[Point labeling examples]
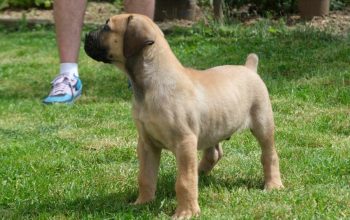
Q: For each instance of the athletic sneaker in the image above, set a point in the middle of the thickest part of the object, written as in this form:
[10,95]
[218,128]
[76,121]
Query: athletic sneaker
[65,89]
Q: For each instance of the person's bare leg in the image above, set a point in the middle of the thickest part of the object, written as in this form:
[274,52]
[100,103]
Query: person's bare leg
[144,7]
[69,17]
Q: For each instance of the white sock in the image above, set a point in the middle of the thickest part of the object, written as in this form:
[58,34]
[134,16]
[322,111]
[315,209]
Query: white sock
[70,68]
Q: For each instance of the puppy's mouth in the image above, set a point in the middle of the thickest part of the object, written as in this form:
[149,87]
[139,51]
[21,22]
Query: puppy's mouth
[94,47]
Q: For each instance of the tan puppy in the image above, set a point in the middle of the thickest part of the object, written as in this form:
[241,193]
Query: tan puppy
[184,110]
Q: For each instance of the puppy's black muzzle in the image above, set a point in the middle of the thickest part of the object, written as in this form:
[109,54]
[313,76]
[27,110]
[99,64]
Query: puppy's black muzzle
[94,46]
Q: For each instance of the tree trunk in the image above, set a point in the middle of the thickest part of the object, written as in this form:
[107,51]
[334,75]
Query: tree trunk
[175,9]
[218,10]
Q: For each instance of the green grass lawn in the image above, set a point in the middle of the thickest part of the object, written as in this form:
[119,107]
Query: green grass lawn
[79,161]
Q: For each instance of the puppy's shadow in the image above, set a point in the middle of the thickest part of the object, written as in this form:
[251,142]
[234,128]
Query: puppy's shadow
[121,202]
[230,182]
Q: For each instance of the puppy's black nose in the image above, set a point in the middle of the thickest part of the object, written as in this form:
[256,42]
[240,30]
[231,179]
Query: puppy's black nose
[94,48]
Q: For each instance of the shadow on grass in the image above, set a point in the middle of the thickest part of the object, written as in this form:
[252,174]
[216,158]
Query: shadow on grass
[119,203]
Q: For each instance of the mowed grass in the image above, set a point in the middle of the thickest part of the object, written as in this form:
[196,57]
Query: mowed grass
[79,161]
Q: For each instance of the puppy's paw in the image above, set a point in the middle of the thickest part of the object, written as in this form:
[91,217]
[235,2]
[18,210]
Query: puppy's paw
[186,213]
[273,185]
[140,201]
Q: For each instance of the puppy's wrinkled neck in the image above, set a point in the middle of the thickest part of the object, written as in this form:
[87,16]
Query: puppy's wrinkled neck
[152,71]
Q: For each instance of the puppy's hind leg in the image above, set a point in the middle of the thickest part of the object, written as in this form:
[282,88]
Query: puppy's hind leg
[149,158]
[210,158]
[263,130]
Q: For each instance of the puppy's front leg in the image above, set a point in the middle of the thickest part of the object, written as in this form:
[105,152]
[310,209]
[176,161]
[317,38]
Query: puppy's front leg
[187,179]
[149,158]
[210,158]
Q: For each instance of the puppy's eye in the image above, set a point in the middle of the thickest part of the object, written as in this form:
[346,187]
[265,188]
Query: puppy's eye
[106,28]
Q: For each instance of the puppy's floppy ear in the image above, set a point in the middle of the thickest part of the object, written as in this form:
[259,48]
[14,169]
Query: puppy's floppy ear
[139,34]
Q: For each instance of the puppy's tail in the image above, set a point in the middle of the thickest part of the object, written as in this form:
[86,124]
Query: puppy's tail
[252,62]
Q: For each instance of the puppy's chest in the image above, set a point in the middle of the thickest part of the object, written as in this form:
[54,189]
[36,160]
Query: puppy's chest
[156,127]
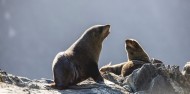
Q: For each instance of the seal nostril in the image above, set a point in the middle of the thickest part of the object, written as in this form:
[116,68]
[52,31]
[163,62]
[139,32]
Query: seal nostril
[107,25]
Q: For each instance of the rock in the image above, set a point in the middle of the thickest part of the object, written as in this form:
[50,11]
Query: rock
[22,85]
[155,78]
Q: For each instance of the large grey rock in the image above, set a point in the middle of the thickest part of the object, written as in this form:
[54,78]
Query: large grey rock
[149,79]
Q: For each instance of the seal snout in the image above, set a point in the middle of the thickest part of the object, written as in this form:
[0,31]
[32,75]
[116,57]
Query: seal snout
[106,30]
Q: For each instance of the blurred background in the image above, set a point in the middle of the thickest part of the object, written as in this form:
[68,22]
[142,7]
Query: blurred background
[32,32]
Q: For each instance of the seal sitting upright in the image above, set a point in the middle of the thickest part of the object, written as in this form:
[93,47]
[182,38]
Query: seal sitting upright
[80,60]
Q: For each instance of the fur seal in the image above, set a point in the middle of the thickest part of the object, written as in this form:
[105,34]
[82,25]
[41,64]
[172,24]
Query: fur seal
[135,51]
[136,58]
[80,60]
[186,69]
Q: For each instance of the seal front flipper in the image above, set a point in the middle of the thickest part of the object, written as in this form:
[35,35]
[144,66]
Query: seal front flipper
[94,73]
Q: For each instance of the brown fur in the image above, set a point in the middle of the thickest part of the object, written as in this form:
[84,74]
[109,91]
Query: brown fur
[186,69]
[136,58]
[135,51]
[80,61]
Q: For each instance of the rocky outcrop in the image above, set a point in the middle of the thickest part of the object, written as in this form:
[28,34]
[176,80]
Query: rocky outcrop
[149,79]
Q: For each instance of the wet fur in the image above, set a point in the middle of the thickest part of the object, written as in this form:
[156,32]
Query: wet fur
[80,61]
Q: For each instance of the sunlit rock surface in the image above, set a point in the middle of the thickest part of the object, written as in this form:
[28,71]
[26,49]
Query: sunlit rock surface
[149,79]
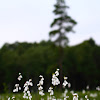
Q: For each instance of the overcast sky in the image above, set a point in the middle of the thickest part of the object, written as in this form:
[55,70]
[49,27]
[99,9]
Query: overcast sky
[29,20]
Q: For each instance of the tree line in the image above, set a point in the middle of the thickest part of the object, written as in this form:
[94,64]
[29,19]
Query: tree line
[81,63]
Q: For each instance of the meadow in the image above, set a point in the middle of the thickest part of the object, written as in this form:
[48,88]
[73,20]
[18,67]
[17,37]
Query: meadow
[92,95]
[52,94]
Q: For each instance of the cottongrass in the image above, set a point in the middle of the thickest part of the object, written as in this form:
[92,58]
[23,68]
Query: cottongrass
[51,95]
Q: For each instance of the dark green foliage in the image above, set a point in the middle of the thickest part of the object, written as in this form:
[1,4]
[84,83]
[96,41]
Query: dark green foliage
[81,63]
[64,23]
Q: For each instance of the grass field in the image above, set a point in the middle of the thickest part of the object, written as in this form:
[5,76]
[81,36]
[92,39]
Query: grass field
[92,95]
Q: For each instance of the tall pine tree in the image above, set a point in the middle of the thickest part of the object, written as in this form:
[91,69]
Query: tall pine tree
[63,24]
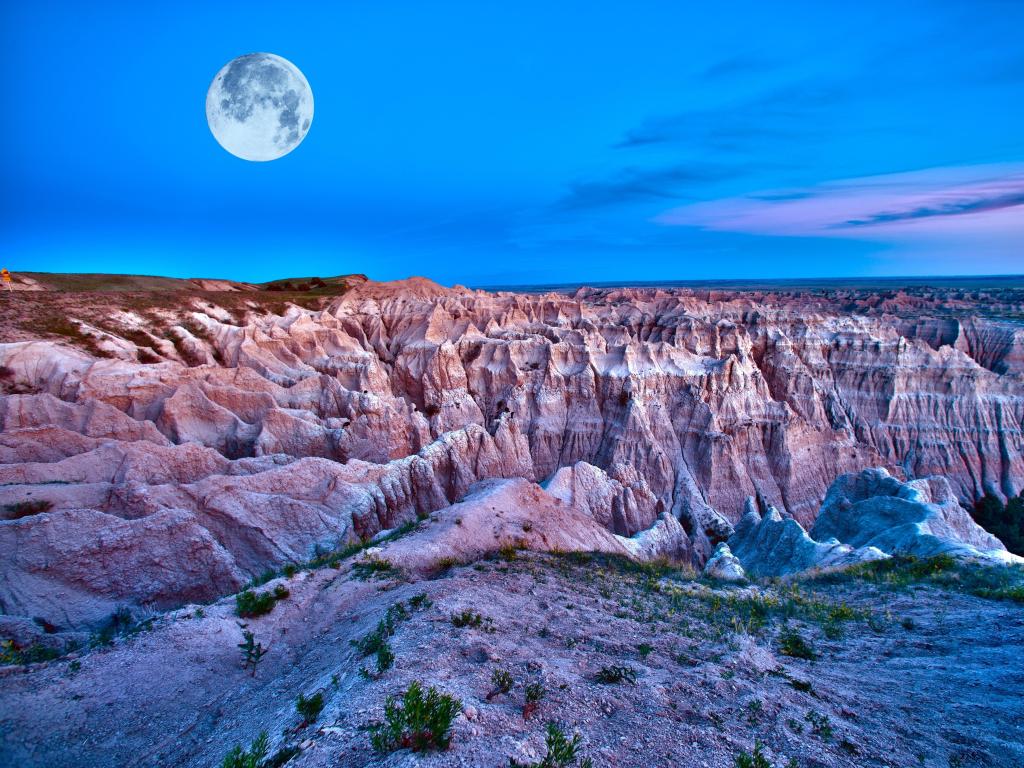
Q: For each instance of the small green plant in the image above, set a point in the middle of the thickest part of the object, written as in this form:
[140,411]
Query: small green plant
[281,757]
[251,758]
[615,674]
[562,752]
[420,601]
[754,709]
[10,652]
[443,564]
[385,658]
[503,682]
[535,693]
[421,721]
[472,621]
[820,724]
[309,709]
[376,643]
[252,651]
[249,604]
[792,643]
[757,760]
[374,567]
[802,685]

--

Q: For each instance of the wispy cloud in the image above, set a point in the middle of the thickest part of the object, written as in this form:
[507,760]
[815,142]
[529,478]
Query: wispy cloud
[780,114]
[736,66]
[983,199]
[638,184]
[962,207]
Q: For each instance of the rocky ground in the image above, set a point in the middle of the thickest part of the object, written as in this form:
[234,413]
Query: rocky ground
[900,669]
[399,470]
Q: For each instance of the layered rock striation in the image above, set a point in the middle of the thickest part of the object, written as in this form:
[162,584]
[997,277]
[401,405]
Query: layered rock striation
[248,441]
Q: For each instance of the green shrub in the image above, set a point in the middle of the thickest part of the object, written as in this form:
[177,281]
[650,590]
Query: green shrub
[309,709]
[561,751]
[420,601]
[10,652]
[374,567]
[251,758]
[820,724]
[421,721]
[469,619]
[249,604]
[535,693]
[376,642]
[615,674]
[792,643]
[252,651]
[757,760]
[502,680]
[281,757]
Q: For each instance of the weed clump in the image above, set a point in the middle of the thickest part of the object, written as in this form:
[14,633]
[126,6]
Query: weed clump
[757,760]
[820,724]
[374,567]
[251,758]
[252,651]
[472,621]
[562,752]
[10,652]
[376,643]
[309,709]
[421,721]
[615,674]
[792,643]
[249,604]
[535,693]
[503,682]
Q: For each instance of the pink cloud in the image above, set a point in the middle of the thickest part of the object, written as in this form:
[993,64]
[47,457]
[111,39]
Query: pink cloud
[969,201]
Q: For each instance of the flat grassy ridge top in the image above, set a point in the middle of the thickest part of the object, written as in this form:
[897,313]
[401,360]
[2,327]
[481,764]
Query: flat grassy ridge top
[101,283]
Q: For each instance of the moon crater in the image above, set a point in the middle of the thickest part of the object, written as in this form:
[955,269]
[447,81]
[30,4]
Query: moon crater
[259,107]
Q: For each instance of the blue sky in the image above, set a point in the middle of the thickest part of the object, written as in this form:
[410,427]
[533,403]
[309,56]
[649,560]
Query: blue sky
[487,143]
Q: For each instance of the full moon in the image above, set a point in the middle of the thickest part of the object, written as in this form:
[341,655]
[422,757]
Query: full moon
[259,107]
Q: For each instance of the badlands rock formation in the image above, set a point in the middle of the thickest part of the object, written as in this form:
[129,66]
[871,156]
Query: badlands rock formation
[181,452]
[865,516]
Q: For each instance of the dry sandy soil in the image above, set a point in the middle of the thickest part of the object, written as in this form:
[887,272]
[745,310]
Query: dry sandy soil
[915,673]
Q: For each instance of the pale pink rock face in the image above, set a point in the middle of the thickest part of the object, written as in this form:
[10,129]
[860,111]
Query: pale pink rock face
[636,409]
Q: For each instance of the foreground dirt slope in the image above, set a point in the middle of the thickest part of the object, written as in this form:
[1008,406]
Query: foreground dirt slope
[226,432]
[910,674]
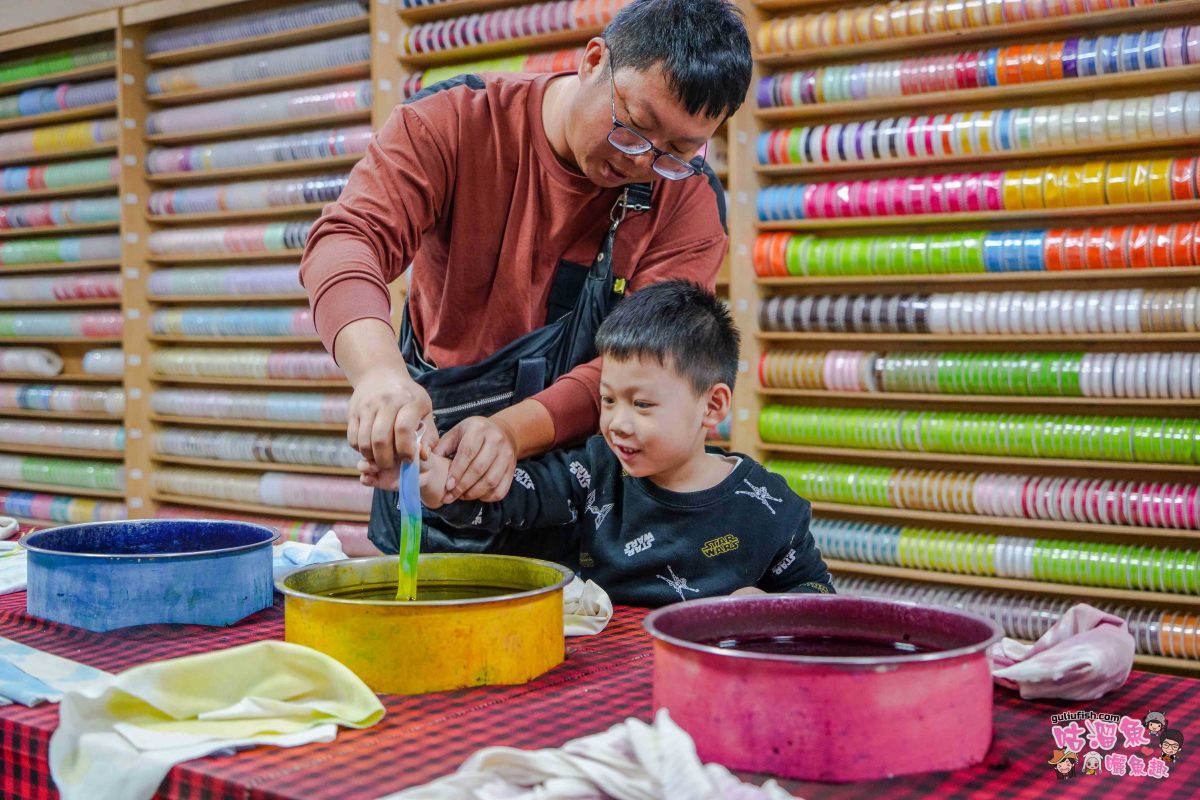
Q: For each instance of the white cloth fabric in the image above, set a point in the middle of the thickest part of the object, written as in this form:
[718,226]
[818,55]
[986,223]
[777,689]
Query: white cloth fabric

• **Work required**:
Reproduce the entries word for word from the line with "Q: For each instance of the foreground" to the line with "Query: white cloth fabric", including both of those lines. Leave out the pictures.

• **Correct response**:
Q: For each instance of the foreground dirt slope in the image above, set a point in the middle of the thickest part of the object, written as in this form:
[1008,406]
Query: foreground dirt slope
[226,432]
[910,674]
Q: For each instance of the white cloth fabric in the image above, set a point in the middle of the thickest part of the object, written as in this form:
[718,226]
[818,55]
[986,223]
[777,689]
Query: white cloth fabric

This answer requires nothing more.